## TEXT EXCERPT
━━━━━━━━━━━━━━━━━━━━

While President Donald Trump is scrapping or revising major trade accords, Central America believes a pact it has with the United States will emerge unscathed.
Government officials and business leaders said that the Dominican Republic-Central American Free-Trade Agreement with the United States (CAFTA-DR) is so favorable to the United States that it makes no sense to get rid of it.
However, some apprehension has clouded the prediction, given Trump’s stated penchant for cutting new deals, and preference for bilateral trade accords overal multilateral ones.
“All of us have to be ready to face the consequences in economic or other terms,” Honduran President Juan Orlando Hernandez said.
Trump’s executive order on Tuesday formally withdrawing the United States from the yet-to-be-ratified Trans-Pacific Partnership (TPP), and his pledge to renegotiate the North American Free Trade Agreement (NAFTA) with Mexico and Canada, underline his intent to upend trade arrangements in an attempt to secure greater advantages for his country.
He has made no mention of CAFTA so far. That deal, which Costa Rica ratified in 2007, was the first between the United States and small developing nations.
According to the Office of the U.S. Trade Representative, $53 billion of trade took place under the pact in 2015, with the U.S. exporting $4 billion more than it imported from Central America.
“It doesn’t cause (the U.S.) any trade distortion and it wouldn’t be a good idea to renegotiate the terms of this accord,” said Sergio Alfaro, Costa Rica’s Presidency Minister. However, he added, his government is “constantly monitoring what is happening in the United States.”
An economic adviser to Nicaragua’s government, Bayardo Arce, also said the region was following Trump’s moves carefully.
“The U.S. president needs to be watched. Nobody knows where he might go with his measures,” he said.
The head of the Union of Producers in Nicaragua, Michael Heally, noted that while NAFTA’s renegotiation was a campaign promise by Trump, there was no mention that CAFTA might be in his sights.
“I don’t believe that CAFTA will be affected,” said Heally, whose association primarily represents farmers.
Yet Alvaro Fiallos, the head of a similar Nicaragua organization, the Union of Farmers and Livestock Producers, admitted there was “uncertainty.”
“We just don’t know what’s going to happen. First we are made to sign CAFTA and then we might need to leave it,” he said.
Migration a bigger issue
Rafael Medina, president of the Chamber of Commerce in Tegucigalpa, Honduras, stressed that the difference between CAFTA and NAFTA “are enormous.”
He said CAFTA was very favorable to the United States, which exports tariff-free, while Central America gained access to a huge market for its manufacturing, which in Honduras generated 135,000 jobs.
A bigger impact on U.S.-Central American relations would instead likely come from Trump’s vows to greatly limit migration and step up deportations, Medina said.

━━━━━━━━━━━━━━━━━━━━

## DATA SECTION
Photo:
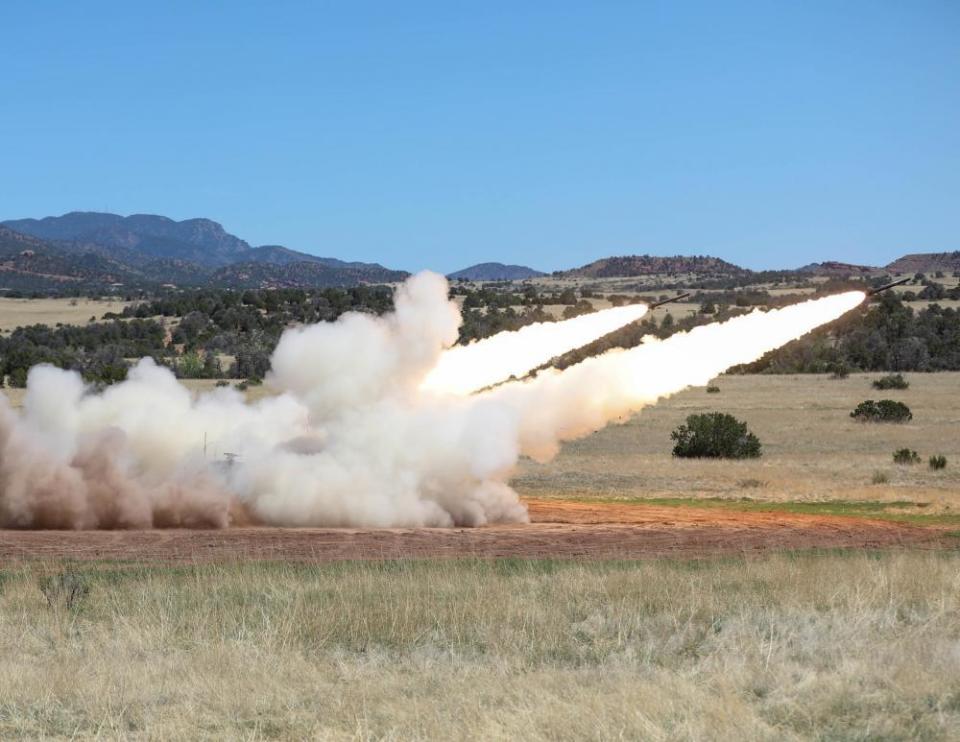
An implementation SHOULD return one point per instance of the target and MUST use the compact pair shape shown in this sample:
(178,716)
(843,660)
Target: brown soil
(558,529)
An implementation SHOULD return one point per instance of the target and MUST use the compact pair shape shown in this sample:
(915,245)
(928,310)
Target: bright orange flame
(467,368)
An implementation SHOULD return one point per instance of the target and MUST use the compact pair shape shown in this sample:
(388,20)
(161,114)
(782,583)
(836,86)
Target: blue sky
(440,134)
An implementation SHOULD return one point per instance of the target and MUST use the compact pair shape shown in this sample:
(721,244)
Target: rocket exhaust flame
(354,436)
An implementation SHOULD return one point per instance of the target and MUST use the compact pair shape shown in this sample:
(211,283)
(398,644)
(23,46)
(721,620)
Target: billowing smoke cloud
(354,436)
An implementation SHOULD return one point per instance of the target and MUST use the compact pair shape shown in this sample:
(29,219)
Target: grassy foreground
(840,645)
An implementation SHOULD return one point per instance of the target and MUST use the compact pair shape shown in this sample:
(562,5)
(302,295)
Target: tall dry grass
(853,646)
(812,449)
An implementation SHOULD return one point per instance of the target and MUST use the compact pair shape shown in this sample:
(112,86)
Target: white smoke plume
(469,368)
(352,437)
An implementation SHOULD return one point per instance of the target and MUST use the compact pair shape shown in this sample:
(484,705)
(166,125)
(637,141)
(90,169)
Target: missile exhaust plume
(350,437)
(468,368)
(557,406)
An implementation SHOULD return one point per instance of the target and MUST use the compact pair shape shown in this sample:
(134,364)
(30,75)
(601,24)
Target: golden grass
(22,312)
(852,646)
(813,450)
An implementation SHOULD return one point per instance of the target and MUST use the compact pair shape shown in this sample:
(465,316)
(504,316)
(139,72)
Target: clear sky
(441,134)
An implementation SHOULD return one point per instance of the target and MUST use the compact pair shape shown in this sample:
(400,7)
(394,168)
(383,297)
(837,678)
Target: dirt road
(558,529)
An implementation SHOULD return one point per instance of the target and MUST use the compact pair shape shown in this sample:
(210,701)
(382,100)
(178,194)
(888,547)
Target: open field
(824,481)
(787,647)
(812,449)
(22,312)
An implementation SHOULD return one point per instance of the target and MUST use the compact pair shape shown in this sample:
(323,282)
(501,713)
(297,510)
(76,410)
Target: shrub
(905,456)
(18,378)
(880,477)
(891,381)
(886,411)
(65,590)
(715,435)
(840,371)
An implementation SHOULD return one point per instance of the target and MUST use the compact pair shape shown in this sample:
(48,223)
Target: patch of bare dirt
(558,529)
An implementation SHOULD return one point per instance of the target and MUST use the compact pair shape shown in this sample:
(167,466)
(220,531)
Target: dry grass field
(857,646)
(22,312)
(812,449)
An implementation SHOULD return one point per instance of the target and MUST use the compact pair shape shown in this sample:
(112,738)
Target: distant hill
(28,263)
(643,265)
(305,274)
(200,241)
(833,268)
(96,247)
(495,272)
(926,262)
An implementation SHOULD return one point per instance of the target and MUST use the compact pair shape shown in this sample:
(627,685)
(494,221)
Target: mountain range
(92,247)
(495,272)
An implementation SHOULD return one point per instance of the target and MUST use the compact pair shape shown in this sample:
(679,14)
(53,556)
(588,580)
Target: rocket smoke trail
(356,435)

━━━━━━━━━━━━━━━━━━━━

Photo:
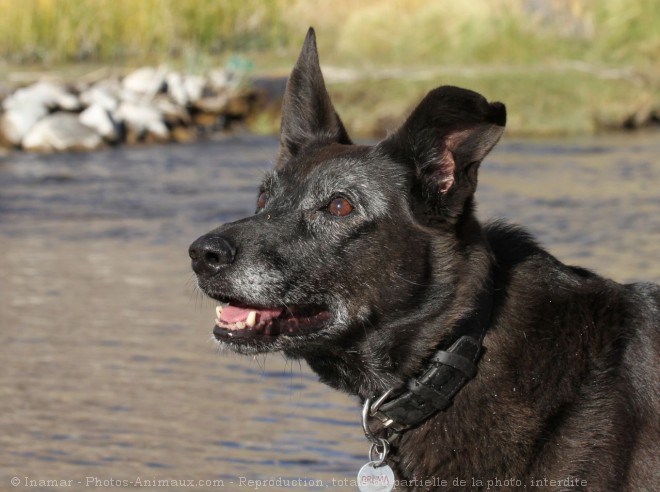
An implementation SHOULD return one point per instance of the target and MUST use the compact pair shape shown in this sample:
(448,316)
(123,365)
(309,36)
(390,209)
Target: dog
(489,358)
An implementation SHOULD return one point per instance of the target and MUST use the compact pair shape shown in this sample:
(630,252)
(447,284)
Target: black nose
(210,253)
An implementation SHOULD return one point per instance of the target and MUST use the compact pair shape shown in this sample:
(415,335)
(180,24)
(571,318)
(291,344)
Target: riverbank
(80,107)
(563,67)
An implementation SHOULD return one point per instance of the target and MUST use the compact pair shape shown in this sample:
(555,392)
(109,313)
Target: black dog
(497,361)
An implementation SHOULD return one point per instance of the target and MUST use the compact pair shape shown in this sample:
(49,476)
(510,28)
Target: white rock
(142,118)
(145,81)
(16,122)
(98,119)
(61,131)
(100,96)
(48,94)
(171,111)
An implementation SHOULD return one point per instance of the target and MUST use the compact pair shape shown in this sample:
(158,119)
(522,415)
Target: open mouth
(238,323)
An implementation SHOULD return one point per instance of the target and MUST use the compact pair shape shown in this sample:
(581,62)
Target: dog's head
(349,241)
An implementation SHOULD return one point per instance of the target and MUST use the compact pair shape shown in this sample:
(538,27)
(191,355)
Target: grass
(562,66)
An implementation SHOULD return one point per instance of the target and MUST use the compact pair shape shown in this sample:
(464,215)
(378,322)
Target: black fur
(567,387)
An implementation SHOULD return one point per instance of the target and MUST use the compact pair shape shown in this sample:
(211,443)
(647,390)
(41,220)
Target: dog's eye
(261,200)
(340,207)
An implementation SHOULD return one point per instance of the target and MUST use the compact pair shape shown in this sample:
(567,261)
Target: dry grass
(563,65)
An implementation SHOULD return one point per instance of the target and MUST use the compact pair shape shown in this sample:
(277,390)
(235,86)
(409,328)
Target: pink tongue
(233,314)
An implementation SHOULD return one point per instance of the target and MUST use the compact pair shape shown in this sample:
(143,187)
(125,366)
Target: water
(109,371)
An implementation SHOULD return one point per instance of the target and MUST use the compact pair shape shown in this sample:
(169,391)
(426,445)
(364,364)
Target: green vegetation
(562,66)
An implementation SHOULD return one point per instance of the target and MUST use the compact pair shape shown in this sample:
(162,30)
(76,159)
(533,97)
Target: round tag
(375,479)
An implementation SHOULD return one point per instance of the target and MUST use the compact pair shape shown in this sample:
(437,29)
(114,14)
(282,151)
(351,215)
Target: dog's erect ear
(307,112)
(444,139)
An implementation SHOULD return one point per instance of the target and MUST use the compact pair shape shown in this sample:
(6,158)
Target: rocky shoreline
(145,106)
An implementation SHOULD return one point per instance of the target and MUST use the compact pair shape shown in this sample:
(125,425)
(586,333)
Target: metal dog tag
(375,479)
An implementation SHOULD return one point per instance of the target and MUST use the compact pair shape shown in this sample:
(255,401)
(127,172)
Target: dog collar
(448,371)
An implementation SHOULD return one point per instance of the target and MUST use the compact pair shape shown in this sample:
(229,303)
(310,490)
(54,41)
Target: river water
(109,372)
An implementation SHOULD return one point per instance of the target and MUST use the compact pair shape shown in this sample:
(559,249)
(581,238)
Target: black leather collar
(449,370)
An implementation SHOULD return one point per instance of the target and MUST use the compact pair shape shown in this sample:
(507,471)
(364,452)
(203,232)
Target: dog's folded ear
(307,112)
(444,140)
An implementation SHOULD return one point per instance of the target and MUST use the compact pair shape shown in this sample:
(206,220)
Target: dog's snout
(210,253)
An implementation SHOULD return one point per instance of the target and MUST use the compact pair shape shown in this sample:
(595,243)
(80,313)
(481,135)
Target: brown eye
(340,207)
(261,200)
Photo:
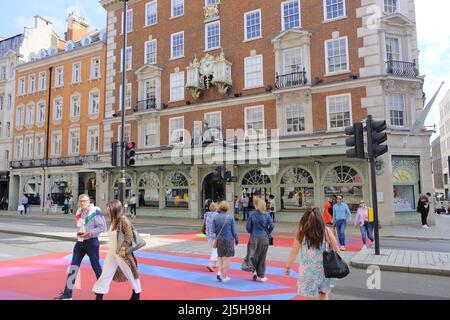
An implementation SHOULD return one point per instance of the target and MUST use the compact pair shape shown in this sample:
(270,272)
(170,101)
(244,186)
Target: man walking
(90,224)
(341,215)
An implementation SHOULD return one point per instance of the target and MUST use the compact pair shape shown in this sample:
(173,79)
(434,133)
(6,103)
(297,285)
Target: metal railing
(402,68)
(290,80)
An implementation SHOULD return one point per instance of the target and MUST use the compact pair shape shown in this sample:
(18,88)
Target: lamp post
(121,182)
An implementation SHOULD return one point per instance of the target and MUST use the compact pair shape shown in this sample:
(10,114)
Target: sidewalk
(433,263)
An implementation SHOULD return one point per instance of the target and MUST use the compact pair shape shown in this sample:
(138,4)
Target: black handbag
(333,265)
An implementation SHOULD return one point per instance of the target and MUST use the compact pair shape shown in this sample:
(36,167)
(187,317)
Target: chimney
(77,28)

━━━━━━━━━━━━━━━━━━━━

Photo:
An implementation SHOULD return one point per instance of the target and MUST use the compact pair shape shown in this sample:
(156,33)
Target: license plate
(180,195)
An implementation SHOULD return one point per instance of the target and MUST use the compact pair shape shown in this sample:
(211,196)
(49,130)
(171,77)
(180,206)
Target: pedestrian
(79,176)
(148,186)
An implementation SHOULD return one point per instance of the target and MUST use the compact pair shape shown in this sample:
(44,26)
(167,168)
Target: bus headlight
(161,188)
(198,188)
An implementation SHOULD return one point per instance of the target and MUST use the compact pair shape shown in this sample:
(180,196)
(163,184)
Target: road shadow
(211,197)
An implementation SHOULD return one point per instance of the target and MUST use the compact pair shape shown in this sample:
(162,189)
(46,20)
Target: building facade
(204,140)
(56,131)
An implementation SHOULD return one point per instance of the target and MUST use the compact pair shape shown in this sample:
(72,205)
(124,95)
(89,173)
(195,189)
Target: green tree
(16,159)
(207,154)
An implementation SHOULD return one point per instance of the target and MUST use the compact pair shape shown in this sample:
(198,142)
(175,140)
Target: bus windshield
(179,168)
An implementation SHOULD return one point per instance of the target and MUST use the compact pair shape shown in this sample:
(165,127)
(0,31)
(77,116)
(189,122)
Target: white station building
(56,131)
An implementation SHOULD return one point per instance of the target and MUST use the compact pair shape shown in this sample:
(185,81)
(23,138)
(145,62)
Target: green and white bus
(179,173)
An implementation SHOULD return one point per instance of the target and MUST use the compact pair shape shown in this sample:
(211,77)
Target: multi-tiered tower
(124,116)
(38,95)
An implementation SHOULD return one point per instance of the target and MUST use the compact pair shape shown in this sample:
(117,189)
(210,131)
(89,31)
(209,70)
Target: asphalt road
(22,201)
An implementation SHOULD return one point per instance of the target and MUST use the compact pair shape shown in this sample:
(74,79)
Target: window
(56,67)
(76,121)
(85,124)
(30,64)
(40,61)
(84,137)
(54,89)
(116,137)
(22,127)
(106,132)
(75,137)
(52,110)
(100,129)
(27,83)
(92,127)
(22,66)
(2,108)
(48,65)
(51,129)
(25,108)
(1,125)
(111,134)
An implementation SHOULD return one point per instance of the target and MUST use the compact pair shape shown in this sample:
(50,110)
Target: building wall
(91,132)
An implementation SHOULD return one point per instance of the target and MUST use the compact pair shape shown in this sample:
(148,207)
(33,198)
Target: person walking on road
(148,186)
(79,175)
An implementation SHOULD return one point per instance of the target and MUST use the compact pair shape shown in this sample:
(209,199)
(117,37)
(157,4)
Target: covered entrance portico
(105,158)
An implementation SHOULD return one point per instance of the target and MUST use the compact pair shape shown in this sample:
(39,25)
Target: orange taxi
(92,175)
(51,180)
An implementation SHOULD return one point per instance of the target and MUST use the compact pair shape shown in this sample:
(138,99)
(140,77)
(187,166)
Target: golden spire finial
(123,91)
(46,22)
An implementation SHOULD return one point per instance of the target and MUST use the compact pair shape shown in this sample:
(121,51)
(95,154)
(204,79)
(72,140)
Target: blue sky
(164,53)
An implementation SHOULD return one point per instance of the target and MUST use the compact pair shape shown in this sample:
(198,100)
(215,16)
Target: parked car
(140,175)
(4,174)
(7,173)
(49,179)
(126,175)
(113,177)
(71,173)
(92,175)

━━━━━━━━━━━━━━━━━━━━

Can you reproduce the passage of the CAFTA article that begins at the words "However, some apprehension" and stops after "Orlando Hernandez said."? Rely on the CAFTA article alone, not on the items.

However, some apprehension has clouded the prediction, given Trump’s stated penchant for cutting new deals, and preference for bilateral trade accords overal multilateral ones.
“All of us have to be ready to face the consequences in economic or other terms,” Honduran President Juan Orlando Hernandez said.